- Selected excerpt
--- --- ---

Last Updated 04 May 2018, 07:41 IST

Former President Bill Clinton rallied to the defense of an one-time adversary on Wednesday, arguing that U.S. President Barack Obama cannot be blamed for a bad economy he inherited and must be re-elected to restore strong growth and create jobs.

The Democrats' most popular elder statesman, Clinton caps the second night of the Democratic National Convention with a speech designed to remind voters of the budget surpluses and job growth he led in the 1990s during his two terms in the White House.

He will appeal for more time for Obama to fix the economy and reduce the jobless rate of 8.3 percent, according to excerpts of a speech to be delivered later. Just as Obama has done repeatedly, Clinton blamed Republican President George W. Bush, without naming him, for leaving Obama with a broken economy.

"He inherited a deeply damaged economy, put a floor under the crash, began the long hard road to recovery, and laid the foundation for a more modern, more well-balanced economy that will produce millions of good new jobs, vibrant new businesses, and lots of new wealth for the innovators," Clinton will say.

His appearance followed a sometimes chaotic day at the convention in Charlotte, where Obama had to personally intervene to force back into the party platform language declaring Jerusalem to be the capital of Israel.

And Democrats scrambled to move Obama's Thursday night speech indoors. He had wanted to accept the Democratic nomination in an open-air stadium jammed with tens of thousands of supporters to portray an image of strength as he faces a tough fight with Republican Mitt Romney at the November 6. election.

But the threat of thunderstorms from remnants of Hurricane Isaac forced convention organizers to switch the speech to a much smaller location, the Time Warner Cable Arena.

That disappointed many thousands of Obama's supporters with tickets for the stadium who will now be left out. There will be no colorful balloon drop from the ceiling, a familiar scene at U.S. political conventions.

Clinton was the main follow-up act to first lady Michelle Obama, who electrified the crowd with a powerful testimonial to her husband on Tuesday night.

--- --- ---

- Set of tasks
a) According to the article on Clinton's convention speech, to which venue was Obama's Thursday night speech moved?
b) Write out the records word for word, beginning at the line that contains "branch and record integer pixel coordinates." and continuing through the last line of the records.

Named-object pointing records

--- --- ---

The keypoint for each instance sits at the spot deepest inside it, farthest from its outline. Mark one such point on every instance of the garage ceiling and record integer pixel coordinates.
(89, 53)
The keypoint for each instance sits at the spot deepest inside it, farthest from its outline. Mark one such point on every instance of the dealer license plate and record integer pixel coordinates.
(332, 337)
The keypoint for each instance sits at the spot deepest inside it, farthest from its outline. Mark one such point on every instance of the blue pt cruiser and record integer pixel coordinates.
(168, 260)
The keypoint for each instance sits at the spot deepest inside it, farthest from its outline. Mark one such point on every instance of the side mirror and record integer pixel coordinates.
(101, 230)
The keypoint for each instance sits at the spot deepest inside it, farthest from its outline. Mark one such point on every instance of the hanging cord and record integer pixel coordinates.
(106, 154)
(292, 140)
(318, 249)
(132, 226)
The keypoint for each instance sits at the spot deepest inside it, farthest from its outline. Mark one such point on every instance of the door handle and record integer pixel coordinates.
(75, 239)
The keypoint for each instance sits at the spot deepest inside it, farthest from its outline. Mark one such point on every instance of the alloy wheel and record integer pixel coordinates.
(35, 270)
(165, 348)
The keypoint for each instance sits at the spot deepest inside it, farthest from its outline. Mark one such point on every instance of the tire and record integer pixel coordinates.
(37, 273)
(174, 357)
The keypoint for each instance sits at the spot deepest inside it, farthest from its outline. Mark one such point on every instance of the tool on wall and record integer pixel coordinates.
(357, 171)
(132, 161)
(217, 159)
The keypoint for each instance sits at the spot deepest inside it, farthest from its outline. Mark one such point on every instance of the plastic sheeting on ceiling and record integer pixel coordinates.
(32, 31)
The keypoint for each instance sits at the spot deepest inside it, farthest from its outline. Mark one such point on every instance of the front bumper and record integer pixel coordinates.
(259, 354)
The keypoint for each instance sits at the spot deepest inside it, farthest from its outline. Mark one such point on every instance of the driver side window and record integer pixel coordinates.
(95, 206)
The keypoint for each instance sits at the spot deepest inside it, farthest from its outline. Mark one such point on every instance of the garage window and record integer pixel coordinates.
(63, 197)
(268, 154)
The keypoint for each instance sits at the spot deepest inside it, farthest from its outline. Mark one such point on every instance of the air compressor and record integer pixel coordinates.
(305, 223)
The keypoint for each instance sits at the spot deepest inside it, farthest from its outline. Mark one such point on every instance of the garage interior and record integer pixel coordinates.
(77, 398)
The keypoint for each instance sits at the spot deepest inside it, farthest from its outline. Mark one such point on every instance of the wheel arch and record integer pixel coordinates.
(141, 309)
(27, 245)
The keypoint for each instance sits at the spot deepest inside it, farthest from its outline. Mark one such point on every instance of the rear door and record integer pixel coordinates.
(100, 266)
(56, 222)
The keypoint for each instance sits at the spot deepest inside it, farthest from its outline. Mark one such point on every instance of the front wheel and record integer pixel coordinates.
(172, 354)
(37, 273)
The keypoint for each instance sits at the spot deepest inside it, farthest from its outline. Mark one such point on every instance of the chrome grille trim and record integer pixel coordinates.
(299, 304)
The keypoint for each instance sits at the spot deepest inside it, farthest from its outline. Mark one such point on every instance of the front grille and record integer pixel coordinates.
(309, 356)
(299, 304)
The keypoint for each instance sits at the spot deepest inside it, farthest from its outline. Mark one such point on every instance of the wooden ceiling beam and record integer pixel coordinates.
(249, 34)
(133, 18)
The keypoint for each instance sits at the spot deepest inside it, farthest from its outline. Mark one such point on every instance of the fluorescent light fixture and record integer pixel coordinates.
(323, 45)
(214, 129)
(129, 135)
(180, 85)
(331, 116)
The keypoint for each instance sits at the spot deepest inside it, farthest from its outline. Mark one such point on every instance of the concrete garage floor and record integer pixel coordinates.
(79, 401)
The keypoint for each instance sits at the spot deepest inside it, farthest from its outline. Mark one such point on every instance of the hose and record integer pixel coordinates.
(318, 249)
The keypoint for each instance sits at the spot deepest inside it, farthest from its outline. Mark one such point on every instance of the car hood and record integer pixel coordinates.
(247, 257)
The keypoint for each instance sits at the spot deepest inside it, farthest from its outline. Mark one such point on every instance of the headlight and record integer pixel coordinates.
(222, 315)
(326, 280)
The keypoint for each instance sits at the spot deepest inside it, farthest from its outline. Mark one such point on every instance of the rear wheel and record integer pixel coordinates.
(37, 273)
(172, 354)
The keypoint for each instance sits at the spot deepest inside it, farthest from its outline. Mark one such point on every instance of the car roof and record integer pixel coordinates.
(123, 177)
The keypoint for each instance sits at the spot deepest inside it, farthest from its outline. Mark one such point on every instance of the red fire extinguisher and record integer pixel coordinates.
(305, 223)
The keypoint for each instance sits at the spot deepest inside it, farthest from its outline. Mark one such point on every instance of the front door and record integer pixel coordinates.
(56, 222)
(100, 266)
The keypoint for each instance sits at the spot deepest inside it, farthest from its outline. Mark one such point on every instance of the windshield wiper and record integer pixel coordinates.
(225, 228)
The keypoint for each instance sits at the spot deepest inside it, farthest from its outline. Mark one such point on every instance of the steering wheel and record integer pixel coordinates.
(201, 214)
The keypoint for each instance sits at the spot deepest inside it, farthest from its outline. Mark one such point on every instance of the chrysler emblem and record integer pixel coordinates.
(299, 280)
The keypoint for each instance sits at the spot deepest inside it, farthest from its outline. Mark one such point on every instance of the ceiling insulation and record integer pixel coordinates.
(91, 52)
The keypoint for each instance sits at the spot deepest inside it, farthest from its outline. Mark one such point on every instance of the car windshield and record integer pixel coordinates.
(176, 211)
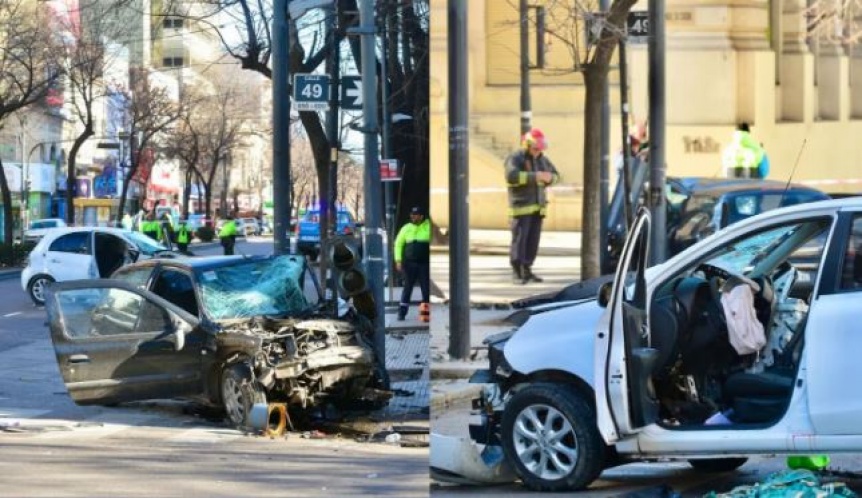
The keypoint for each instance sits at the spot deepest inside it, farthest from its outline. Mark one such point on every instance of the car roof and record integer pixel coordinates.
(720, 186)
(199, 263)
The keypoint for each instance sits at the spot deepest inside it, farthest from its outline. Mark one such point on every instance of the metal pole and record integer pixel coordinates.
(459, 214)
(373, 209)
(627, 144)
(657, 130)
(387, 151)
(604, 167)
(526, 111)
(331, 211)
(280, 127)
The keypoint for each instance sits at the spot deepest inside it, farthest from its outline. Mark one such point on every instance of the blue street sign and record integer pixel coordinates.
(311, 92)
(351, 93)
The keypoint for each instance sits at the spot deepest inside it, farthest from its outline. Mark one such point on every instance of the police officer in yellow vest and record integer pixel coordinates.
(150, 227)
(413, 255)
(227, 235)
(183, 236)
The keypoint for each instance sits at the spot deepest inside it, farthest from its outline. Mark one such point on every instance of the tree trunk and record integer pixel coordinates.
(8, 234)
(595, 79)
(70, 172)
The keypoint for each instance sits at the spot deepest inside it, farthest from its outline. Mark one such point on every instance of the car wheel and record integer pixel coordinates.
(550, 436)
(716, 465)
(37, 287)
(239, 392)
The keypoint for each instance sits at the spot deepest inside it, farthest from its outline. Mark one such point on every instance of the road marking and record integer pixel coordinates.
(205, 435)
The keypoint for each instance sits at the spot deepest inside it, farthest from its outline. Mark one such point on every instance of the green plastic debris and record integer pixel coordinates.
(788, 484)
(808, 462)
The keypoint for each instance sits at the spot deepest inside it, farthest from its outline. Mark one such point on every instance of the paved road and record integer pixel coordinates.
(51, 447)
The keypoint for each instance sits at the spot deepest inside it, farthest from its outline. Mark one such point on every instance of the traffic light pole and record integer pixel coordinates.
(280, 127)
(657, 203)
(373, 208)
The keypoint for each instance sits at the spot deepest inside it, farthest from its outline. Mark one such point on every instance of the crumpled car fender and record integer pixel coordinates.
(561, 339)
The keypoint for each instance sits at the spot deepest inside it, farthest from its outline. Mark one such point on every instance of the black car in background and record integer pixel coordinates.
(698, 207)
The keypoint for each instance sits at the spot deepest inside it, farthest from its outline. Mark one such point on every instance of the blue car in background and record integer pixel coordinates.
(308, 230)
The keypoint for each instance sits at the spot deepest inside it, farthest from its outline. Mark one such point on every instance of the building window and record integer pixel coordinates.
(172, 62)
(172, 23)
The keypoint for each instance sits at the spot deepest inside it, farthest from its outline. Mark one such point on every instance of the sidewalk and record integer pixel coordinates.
(491, 292)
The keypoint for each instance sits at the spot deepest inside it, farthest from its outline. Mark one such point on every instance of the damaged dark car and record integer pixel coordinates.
(232, 331)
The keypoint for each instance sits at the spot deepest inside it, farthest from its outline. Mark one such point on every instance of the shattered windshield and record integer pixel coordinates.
(254, 288)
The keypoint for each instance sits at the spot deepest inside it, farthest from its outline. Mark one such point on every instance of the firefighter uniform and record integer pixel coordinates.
(413, 255)
(527, 202)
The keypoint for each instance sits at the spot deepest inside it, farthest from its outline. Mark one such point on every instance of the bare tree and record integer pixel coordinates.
(28, 69)
(591, 37)
(152, 112)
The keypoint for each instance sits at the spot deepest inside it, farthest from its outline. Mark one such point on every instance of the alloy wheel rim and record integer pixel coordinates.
(545, 442)
(232, 396)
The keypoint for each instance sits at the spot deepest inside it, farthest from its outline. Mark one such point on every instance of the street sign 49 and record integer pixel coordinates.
(311, 92)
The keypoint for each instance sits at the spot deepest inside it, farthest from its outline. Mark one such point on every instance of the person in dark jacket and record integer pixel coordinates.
(528, 174)
(413, 255)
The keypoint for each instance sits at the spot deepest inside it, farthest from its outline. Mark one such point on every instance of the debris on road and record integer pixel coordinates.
(788, 483)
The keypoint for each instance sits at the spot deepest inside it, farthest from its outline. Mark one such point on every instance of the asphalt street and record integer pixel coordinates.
(51, 447)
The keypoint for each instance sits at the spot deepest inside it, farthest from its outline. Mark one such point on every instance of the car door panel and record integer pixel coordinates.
(623, 363)
(115, 342)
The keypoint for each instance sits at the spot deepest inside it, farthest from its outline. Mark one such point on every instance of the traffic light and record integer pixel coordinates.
(351, 278)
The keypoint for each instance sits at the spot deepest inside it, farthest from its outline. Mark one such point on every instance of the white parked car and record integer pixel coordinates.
(655, 369)
(38, 228)
(74, 253)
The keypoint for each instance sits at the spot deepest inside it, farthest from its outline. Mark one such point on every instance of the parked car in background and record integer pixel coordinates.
(651, 369)
(698, 207)
(251, 226)
(308, 230)
(234, 331)
(73, 253)
(38, 228)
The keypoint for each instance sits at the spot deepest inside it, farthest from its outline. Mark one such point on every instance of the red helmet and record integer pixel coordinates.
(536, 138)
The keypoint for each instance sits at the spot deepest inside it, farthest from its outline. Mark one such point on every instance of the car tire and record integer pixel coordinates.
(239, 392)
(36, 288)
(569, 460)
(717, 465)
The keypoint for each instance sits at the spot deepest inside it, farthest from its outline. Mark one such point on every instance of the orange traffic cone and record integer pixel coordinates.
(424, 312)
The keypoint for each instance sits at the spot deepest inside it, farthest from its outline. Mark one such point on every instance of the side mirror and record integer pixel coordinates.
(605, 294)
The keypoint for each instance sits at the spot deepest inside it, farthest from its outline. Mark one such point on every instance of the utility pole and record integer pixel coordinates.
(373, 209)
(604, 166)
(387, 148)
(526, 111)
(658, 252)
(459, 208)
(330, 212)
(627, 144)
(280, 127)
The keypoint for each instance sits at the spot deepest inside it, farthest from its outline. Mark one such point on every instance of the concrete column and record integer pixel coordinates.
(797, 101)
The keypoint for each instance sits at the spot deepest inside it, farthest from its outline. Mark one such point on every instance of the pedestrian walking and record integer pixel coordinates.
(227, 235)
(183, 236)
(528, 174)
(413, 255)
(150, 227)
(744, 157)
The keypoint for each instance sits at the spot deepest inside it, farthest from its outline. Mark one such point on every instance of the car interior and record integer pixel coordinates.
(111, 253)
(699, 378)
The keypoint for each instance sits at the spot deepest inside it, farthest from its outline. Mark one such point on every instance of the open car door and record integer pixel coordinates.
(115, 342)
(624, 361)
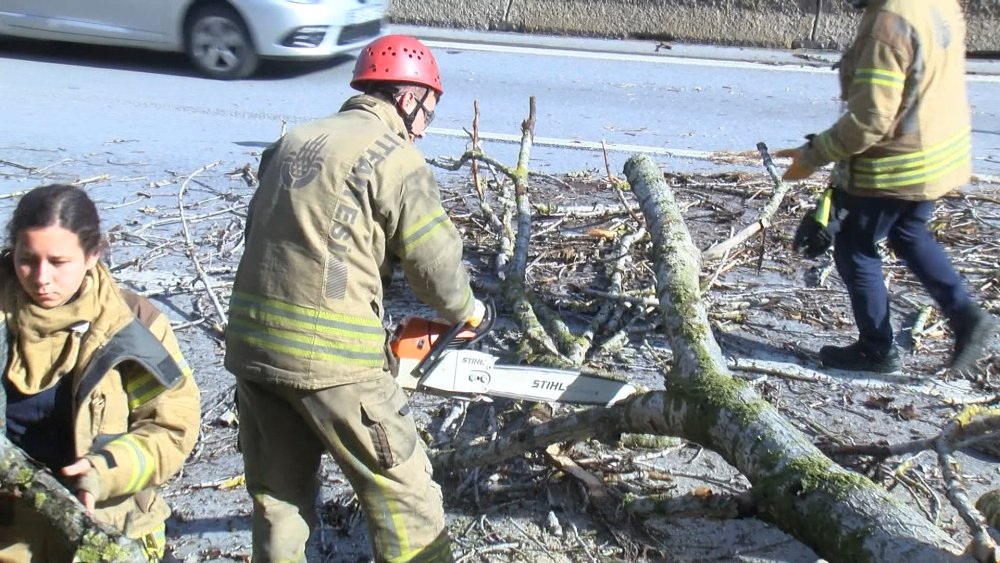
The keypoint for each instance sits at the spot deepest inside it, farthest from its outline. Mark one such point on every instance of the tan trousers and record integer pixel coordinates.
(368, 430)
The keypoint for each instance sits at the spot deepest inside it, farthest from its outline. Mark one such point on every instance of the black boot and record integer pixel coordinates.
(973, 328)
(856, 357)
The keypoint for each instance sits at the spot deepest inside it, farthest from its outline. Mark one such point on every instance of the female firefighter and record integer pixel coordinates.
(96, 387)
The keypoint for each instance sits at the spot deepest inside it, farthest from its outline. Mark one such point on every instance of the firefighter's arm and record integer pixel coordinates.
(874, 97)
(428, 245)
(163, 428)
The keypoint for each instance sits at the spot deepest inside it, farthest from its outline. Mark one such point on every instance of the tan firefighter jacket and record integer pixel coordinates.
(136, 406)
(339, 199)
(907, 130)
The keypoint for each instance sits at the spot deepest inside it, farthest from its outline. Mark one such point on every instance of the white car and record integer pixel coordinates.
(223, 38)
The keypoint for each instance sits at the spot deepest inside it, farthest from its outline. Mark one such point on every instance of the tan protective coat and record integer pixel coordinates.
(149, 430)
(339, 200)
(907, 131)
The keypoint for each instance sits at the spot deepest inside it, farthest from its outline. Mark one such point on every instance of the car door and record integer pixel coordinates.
(104, 21)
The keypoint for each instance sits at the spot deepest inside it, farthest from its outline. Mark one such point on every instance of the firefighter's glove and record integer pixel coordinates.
(478, 314)
(819, 226)
(798, 170)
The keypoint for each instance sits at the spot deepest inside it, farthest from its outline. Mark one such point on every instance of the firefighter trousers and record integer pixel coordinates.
(904, 223)
(368, 430)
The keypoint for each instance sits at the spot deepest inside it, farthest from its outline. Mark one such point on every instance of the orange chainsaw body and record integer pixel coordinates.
(415, 336)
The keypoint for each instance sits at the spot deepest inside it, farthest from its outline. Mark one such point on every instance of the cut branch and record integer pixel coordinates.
(55, 503)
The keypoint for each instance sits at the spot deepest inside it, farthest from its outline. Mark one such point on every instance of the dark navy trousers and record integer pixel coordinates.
(904, 223)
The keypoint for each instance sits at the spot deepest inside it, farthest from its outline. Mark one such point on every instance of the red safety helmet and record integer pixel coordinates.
(397, 58)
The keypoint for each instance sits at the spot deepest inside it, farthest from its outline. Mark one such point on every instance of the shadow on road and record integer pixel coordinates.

--- --- ---

- Full answers
a) The Time Warner Cable Arena.

b)
The keypoint for each instance sits at the spot deepest inside it, farthest from its outline. Mark one such point on every instance of the cut branch and record integer pixel coordinates.
(55, 503)
The keypoint for each instance sits at the spot deepest inside it, farthest from its outline. Mark one such point on every instance of the dark navy trousers and record integer pixel coordinates.
(904, 223)
The keypoint for each instance sits at the spot deepest inside it, farthest from its outline. Mark one such point on every instance of the red safety helmet and record integer pixel coordinates.
(397, 58)
The keypoint for each instance sits at the spot deepest inside it, farthest from its outline. Mark one such point on every instance of the shadow on road and record integer pixel coordinates.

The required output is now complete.